_REQUIRED WORK:_ Nothing but the lines from the one containing "Could you point to the bare" through the last line of the entries should appear in the output, each verbatim.

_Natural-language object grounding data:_
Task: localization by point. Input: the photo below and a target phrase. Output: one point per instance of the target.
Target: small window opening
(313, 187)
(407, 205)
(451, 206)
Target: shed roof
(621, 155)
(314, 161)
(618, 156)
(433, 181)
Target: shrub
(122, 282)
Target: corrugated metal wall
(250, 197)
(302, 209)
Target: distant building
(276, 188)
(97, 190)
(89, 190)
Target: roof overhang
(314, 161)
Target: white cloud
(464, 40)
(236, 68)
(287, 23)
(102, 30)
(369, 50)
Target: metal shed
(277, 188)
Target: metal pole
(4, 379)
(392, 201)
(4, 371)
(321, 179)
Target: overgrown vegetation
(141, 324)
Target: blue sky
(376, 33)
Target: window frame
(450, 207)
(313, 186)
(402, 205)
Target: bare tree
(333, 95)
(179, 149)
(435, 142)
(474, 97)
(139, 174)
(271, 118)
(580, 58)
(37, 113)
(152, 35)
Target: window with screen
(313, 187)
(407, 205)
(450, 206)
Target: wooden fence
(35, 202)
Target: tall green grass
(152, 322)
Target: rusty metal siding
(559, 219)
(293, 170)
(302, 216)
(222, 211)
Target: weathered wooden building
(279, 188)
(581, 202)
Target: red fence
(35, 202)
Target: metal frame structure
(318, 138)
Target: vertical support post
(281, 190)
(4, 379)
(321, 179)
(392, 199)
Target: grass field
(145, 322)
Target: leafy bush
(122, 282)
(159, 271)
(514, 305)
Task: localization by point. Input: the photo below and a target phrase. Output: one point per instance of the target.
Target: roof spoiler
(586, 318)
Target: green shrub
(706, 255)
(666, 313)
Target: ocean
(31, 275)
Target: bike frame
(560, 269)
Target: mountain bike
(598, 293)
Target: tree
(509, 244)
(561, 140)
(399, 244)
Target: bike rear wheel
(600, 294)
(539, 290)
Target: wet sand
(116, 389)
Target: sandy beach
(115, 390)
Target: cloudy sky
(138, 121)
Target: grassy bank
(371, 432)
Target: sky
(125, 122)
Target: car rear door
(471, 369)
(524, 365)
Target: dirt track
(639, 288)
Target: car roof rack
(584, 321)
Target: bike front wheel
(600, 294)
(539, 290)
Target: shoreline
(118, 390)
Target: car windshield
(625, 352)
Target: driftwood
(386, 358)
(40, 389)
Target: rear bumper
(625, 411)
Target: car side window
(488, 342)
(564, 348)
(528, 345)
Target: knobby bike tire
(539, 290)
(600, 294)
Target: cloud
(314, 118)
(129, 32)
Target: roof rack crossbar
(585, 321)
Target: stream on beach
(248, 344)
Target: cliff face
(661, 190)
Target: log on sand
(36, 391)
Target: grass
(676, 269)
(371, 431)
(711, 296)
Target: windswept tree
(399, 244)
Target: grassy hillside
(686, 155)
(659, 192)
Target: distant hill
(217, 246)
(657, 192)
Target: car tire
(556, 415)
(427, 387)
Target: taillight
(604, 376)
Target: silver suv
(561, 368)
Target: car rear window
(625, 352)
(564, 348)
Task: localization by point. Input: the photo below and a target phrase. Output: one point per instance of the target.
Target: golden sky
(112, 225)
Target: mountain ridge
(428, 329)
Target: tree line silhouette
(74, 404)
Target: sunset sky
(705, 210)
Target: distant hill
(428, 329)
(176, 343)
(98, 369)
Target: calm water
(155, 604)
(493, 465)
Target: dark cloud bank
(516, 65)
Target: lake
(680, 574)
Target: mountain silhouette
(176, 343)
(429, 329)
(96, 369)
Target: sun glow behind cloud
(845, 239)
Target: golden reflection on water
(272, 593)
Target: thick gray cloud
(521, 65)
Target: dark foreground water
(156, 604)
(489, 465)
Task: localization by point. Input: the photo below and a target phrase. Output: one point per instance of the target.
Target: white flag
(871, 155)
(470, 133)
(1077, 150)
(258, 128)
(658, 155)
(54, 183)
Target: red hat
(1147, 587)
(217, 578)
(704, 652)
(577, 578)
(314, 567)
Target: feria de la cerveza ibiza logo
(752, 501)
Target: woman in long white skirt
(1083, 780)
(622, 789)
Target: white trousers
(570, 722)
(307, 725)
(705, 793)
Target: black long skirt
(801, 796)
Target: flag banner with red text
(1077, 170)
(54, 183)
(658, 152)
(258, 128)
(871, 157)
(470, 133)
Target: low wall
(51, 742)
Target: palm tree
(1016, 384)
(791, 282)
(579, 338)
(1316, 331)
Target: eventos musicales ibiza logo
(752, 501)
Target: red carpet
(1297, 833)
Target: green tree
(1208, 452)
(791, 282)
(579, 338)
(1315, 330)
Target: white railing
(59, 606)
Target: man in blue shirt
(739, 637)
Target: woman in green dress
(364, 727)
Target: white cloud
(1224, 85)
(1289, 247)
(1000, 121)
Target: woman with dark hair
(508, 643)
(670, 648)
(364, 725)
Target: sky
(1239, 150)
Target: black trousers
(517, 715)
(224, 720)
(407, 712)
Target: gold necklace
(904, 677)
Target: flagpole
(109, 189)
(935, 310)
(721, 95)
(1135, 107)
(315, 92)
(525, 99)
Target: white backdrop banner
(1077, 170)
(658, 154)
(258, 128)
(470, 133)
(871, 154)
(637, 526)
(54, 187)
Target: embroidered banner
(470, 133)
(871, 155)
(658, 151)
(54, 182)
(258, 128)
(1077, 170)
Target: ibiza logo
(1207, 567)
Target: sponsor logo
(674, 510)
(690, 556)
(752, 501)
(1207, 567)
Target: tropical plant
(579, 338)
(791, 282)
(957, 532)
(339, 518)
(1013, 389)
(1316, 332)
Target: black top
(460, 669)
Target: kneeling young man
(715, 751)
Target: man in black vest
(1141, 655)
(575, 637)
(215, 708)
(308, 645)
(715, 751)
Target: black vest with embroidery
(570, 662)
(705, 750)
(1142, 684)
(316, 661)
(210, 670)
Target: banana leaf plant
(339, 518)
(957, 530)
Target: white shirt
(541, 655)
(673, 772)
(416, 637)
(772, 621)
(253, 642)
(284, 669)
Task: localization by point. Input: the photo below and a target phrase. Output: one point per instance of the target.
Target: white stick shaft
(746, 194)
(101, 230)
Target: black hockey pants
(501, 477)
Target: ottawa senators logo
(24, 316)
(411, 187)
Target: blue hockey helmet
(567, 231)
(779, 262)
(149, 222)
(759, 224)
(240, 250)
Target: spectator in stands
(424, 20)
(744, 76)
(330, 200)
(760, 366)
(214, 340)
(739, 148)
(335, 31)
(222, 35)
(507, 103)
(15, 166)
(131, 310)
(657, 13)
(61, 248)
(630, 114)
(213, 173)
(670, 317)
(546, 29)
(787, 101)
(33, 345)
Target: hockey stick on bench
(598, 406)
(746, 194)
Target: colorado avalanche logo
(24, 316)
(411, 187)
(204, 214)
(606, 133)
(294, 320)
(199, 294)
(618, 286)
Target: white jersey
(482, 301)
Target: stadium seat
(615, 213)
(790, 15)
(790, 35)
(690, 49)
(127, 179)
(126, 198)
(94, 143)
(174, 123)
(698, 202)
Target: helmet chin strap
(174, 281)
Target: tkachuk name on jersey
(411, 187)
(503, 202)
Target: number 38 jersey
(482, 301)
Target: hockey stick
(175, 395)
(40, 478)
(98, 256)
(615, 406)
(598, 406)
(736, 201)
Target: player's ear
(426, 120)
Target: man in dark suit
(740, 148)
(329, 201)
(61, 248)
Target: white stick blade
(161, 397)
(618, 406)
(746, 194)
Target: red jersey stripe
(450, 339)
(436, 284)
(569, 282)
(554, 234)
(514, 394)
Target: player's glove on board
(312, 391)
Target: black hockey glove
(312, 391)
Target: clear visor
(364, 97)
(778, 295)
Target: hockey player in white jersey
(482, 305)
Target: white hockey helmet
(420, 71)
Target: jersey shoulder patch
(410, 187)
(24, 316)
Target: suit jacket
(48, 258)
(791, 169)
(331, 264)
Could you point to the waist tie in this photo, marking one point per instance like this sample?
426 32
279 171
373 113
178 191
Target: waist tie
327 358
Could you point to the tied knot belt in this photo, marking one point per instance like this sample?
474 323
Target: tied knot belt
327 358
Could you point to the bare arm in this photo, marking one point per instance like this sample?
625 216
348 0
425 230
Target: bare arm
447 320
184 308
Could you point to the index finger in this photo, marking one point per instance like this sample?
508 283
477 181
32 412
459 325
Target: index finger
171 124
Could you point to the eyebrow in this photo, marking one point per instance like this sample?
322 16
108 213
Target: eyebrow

_FINISHED EXERCISE:_
Could you point to the bare arm in this photo, marking one point per instance like this sample?
625 216
348 0
425 230
Target: bare arm
447 320
184 308
Could you point to the index finger in this photo, marking one point per instance like this sample?
508 283
477 181
32 412
459 325
Target: index finger
171 124
Could you point to the eyebrow in this photo, marking one point per instance like this sample?
322 16
108 213
Target: eyebrow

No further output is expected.